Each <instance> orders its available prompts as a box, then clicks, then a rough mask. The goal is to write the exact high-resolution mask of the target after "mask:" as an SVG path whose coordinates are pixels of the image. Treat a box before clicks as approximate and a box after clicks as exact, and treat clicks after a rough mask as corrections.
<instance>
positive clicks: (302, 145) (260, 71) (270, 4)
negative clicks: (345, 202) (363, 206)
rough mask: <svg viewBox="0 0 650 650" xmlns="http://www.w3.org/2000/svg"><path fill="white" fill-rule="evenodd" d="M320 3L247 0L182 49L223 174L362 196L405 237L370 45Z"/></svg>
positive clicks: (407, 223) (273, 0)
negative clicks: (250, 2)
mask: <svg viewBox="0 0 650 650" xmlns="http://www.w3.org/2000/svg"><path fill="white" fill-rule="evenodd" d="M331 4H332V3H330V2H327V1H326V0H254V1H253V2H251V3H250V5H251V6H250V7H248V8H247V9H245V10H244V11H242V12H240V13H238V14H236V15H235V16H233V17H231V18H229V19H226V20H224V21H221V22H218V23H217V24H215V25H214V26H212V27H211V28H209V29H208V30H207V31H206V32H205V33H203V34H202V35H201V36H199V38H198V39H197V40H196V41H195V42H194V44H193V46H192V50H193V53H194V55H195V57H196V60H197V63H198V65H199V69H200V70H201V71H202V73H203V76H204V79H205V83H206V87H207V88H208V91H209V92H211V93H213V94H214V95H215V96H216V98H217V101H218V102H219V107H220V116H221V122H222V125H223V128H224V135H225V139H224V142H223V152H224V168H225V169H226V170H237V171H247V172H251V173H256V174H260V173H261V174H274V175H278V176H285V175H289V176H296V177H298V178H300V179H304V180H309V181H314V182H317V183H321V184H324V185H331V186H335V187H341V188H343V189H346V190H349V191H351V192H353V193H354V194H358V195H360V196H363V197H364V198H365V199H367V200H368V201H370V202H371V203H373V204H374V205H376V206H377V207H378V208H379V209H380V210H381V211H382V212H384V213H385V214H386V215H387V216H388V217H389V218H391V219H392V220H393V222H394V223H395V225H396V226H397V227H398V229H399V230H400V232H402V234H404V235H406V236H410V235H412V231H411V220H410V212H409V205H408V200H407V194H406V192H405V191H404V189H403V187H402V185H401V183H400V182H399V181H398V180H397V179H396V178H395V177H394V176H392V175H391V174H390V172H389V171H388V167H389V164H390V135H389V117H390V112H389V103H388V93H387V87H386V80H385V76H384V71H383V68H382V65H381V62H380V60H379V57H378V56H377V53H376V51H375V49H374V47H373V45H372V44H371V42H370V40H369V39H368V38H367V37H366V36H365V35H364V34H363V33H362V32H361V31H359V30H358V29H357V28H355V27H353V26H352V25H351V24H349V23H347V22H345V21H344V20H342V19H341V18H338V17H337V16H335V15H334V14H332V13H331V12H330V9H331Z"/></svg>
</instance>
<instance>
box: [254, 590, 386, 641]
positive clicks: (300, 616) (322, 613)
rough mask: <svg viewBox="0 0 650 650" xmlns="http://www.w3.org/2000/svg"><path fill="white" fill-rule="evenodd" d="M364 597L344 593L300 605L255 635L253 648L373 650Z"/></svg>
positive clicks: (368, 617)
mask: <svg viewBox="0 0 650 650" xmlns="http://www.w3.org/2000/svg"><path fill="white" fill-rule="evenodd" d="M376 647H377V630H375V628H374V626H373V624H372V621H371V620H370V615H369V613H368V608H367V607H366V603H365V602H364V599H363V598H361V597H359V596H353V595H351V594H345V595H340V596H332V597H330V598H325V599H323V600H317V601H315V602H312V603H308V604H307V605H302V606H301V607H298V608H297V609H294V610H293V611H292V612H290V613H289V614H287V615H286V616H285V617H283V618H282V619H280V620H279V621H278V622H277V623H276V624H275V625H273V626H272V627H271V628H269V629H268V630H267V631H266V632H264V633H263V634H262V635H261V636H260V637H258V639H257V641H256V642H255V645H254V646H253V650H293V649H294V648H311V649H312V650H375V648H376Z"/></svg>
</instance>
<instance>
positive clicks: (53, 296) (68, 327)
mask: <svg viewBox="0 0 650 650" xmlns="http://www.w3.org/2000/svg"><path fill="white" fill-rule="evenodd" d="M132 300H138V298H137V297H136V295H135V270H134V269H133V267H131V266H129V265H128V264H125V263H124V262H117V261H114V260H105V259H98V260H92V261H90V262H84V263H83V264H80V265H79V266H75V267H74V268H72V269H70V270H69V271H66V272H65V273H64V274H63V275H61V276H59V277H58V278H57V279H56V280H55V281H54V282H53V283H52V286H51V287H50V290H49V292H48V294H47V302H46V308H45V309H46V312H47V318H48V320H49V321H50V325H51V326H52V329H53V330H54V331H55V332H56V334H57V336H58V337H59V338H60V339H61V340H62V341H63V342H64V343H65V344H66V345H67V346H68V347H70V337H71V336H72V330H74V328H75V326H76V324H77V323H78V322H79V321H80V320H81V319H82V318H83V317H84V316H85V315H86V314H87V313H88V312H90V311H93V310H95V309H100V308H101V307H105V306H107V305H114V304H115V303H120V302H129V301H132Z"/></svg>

_ _ _ _ _ _ _

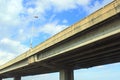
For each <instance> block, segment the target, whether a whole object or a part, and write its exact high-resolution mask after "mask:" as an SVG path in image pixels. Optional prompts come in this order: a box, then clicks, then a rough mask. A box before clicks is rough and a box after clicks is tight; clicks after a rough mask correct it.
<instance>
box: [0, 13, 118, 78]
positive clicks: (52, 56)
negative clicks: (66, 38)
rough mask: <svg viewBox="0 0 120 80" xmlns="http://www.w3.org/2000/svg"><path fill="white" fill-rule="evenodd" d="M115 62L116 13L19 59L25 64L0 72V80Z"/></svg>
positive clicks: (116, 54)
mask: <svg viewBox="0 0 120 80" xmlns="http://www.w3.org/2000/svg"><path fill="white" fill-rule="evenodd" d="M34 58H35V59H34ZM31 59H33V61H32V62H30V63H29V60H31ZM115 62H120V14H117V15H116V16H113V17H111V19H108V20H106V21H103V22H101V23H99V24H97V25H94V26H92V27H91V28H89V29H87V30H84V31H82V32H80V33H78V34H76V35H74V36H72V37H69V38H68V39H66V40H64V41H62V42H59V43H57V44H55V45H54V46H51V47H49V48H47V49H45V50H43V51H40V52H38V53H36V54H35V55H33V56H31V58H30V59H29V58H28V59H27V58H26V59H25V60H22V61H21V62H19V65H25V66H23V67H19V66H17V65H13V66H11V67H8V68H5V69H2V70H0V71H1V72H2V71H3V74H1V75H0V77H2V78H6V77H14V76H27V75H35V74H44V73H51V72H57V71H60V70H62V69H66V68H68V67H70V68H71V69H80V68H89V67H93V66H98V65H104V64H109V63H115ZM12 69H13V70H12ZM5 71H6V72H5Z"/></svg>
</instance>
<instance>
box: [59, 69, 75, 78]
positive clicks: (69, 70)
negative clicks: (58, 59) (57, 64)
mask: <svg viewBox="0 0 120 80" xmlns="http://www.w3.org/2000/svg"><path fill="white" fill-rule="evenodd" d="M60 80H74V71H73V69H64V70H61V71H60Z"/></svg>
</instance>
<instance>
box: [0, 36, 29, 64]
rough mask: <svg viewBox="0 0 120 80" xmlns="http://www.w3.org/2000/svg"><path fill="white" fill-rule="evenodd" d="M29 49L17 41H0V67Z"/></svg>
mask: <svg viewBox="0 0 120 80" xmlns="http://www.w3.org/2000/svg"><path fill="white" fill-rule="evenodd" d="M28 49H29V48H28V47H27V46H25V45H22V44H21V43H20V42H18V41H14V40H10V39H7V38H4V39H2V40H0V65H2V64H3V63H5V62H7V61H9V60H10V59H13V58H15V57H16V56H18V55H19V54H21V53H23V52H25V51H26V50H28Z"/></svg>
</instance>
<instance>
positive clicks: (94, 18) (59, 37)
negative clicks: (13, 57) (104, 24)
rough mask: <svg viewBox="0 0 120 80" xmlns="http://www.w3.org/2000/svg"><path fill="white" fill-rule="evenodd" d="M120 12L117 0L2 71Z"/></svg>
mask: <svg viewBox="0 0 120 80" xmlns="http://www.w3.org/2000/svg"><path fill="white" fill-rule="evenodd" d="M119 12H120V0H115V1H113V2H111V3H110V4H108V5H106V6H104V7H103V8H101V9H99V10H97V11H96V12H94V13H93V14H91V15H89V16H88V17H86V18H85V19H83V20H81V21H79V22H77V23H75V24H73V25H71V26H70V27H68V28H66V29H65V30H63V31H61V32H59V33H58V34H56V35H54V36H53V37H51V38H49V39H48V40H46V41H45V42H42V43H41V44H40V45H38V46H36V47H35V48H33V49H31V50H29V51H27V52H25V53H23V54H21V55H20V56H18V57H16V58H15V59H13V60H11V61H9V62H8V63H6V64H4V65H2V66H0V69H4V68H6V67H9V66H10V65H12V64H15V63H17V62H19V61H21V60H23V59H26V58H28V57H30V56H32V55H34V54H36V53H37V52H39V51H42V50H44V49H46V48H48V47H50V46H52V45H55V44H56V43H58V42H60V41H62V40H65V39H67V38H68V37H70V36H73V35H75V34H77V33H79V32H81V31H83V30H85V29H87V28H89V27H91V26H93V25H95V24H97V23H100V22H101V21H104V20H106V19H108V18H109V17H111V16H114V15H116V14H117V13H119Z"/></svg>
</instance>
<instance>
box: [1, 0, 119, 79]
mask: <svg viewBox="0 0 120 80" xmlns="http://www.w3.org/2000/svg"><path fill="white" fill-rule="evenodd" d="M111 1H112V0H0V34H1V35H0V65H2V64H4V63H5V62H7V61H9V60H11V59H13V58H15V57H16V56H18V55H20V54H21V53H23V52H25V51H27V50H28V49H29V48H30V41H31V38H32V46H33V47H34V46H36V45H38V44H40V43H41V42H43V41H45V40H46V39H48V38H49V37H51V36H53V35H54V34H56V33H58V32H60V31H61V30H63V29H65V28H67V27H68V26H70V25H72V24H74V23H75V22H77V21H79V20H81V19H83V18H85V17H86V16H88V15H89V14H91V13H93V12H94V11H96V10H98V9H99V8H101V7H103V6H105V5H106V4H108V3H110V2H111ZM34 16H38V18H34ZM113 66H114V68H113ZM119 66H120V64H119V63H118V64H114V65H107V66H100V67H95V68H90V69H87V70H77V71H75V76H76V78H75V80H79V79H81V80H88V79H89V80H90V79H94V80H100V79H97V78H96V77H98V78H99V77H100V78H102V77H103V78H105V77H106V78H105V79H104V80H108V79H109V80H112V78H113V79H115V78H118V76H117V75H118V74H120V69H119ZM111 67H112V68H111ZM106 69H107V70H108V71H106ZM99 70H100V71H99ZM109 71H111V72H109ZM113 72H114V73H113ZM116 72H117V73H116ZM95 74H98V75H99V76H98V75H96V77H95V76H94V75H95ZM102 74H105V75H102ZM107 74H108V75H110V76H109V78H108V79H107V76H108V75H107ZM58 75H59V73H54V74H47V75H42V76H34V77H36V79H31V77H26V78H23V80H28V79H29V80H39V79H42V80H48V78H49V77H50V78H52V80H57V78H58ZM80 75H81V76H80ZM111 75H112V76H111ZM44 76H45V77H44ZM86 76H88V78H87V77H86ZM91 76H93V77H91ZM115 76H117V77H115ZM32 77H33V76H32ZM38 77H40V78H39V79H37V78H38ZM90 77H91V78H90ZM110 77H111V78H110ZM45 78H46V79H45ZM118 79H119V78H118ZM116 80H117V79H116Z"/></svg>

_ _ _ _ _ _ _

> [Exercise prompt]:
Format the lines of the records from the line containing "Each <instance> orders" through the line containing "negative clicks: (345, 202) (363, 206)" as a Markdown table with the columns Row and Line, numbering each line and leaving out any blank ones.

> [Answer below]:
| Row | Line |
|---|---|
| 1 | Each <instance> orders its available prompts as a box, then clicks, then a rough mask. The goal is to write the exact high-resolution mask of the target after "mask:" as an SVG path whose coordinates are pixels of the image. Treat a box before clicks as approximate and a box after clicks as exact, and treat clicks after a rough mask as corrections. |
| 2 | <instance> |
| 3 | positive clicks: (302, 145) (260, 71) (270, 4) |
| 4 | negative clicks: (345, 202) (363, 206) |